═════ PAGE ═════
Astrit Hafizi

Personal information
- Full name: Astrit Hafizi
- Date of birth: 15 September 1953 (age 72)
- Place of birth: Shkodër, Albania
- Position: Midfielder

Senior career*
- Years: Team / Apps / (Gls)
- 1968-1975: Shkëndija
- 1975-1984: Vllaznia
- 1976: → Dinamo Tirana '(loan)'
- 1982-1983: → 17 Nëntori '(loan)'

Managerial career
- 1985–1988: Vllaznia
- 1990–1995: Vllaznia
- 1996: Albania U-21
- 1997–1999: Albania
- 2001: Dinamo Tirana
- 2002: Vllaznia
- 2007–2008: Tirana

= Astrit Hafizi =

Albanian footballer and coach

Astrit Hafizi (born 15 September 1953) is an Albanian former footballer and coach of Vllaznia, as well as coach of Albania for a two years span (1997–1999).

==Playing career==
===Club===
Born in Shkodër, a city located in Northern Albania. Hafizi was brought to Shkëndija Tiranë by Zyber Konçi, but was ordered back to Shkodër and played the remainder of his career with hometown club Vllaznia with whom he won two league titles in a team also featuring international player Luan Vukatana. In 1976 however, he was temporarily "loaned" to Dinamo Tirana to play for them in the Balkans Cup. He played both home games against Dinamo Zagreb and Ethnikos but was unexpectedly expelled from the team for the away matches and subsequently returned to Vllaznia. He later also played with Vukatana for 17 Nëntori in the Balkans Cup against Larissa.
═════
Using the Astrit Hafizi profile, explain why he joined Dinamo Tirana in 1976 and why he then went back to Vllaznia.
═════ EXTRACTED INFORMATION ═════
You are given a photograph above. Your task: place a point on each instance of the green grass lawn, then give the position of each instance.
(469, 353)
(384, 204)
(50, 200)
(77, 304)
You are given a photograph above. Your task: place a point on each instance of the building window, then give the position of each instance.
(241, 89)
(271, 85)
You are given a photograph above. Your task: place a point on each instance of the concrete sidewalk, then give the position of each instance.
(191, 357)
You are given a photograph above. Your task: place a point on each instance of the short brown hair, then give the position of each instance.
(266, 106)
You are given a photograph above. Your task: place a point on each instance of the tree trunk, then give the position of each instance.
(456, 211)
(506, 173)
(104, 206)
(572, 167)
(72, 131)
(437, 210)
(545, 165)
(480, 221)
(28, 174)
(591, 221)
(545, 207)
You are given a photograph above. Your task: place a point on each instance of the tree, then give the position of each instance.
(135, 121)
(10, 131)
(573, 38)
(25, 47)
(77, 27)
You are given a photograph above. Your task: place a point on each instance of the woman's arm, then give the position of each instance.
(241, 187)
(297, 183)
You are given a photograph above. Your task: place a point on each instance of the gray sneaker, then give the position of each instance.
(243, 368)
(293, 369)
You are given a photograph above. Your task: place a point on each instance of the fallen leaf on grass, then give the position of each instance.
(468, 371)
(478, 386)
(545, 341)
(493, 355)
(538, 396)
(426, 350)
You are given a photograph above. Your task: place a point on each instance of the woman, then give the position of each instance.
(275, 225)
═════
**OUTPUT FOR THIS TASK**
Hafizi was temporarily loaned to Dinamo Tirana in 1976 so that he could play for them in the Balkans Cup. He played both home games against Dinamo Zagreb and Ethnikos. He was then unexpectedly expelled from the team for the away matches and returned to Vllaznia.